[Dataset rows on where objects are located]
-*-*-
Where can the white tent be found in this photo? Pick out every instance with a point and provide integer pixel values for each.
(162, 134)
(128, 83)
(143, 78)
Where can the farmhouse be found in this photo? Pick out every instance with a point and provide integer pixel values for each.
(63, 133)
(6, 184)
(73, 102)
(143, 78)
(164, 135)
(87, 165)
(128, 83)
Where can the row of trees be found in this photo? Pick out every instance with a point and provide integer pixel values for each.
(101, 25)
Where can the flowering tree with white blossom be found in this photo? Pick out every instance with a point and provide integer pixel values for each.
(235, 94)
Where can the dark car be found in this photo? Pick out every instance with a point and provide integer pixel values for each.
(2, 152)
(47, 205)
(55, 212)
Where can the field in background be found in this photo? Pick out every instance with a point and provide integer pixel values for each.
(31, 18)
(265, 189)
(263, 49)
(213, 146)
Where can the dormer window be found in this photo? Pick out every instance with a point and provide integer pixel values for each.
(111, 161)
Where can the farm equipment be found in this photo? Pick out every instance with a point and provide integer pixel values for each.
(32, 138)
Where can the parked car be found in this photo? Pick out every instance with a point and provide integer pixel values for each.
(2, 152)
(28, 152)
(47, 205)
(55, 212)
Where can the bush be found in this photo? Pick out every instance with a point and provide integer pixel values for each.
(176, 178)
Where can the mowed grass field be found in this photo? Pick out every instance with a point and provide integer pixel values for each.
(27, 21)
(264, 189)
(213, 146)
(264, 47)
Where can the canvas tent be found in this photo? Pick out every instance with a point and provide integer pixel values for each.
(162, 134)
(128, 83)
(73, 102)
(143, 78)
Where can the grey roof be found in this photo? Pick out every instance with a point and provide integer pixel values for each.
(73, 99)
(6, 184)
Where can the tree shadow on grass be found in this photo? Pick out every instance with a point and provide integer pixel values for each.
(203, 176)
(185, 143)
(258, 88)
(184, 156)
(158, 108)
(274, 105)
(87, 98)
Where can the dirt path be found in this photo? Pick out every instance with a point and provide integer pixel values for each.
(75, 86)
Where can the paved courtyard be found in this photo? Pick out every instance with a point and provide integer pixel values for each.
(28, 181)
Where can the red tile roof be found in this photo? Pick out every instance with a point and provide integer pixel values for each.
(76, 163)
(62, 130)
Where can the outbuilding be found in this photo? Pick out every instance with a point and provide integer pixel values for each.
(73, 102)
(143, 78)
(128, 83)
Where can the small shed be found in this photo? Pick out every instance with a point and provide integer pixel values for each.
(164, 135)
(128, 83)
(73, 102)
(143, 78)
-*-*-
▸ WHAT YOU HAVE TO DO: Rewrite the lines above so that "dirt path" becomes "gravel path", keeping everything else unchanged.

▸ WRITTEN SOLUTION:
Where can the white tent be found in this photo? Pick out every instance with a point and provide integer pixel values for each.
(162, 134)
(128, 83)
(143, 78)
Where can the farmhouse be found in this photo? Pick out every instance with a point and provide integer pixel values for each.
(63, 133)
(6, 184)
(73, 102)
(143, 78)
(164, 135)
(87, 165)
(128, 83)
Where can the row of trees be found in this photo? Pick out every instance with a point and provide integer pixel values for each.
(101, 25)
Where can the flowering tree with white blossom be found in this photo? Pick out every instance with a point and provide integer pixel values for each.
(235, 94)
Where can the dark car be found in this photo? Pick out every instance with a point and provide integer pixel values for each.
(2, 152)
(47, 205)
(55, 212)
Where can the field in background be found in this photo? Pick out every instance with a point and provide integer pixel values for each.
(31, 18)
(265, 189)
(263, 49)
(213, 146)
Where can the dormer window be found in this photo? Pick out every instance with a point and provide integer pixel values for each.
(111, 161)
Where can the farm equipment be found in this photo? Pick out every instance with a point and provide integer pixel values for each.
(32, 138)
Where can the parked car be found in this photo? Pick out every instance with a point and provide integer pixel values for each.
(2, 152)
(28, 152)
(47, 205)
(55, 212)
Where can the bush be found in this photo? Pick out every instance with a point and provide integer pixel values for each.
(176, 178)
Where can the mowed grass field be found in this photo? Pick out every instance with a point and provide integer pixel values for each.
(27, 21)
(264, 189)
(213, 146)
(264, 47)
Where can the canvas tent be found in this photo? Pick out every instance with a point and provide integer pixel values for each.
(162, 134)
(128, 83)
(73, 102)
(143, 78)
Where can the grey roof be found in this photo? Pick out every instance with a point and provide integer pixel values for each.
(73, 99)
(6, 184)
Where can the tree shadow on grass be found in this photo? Pick out every instance with a point and provide integer pixel values for each.
(203, 176)
(185, 143)
(258, 88)
(184, 156)
(158, 108)
(274, 105)
(87, 98)
Where can the gravel path be found in this photo? Pick out every instance with a point and provide integer pixel values for each.
(75, 86)
Where can the paved courtyard be found in this photo? Pick out every instance with a point and provide integer pixel values for each.
(28, 181)
Where can the red tile roof be found in this photo? Pick out every instance with a point and provide integer pixel values for each.
(76, 163)
(62, 130)
Where can the outbuilding be found in this photo? Pick out every instance with a point and provide integer pixel values for each.
(73, 102)
(143, 78)
(128, 83)
Where can the small shed be found in this photo? Pick out every instance with a point and provide integer pixel values for each.
(164, 135)
(128, 83)
(73, 102)
(143, 78)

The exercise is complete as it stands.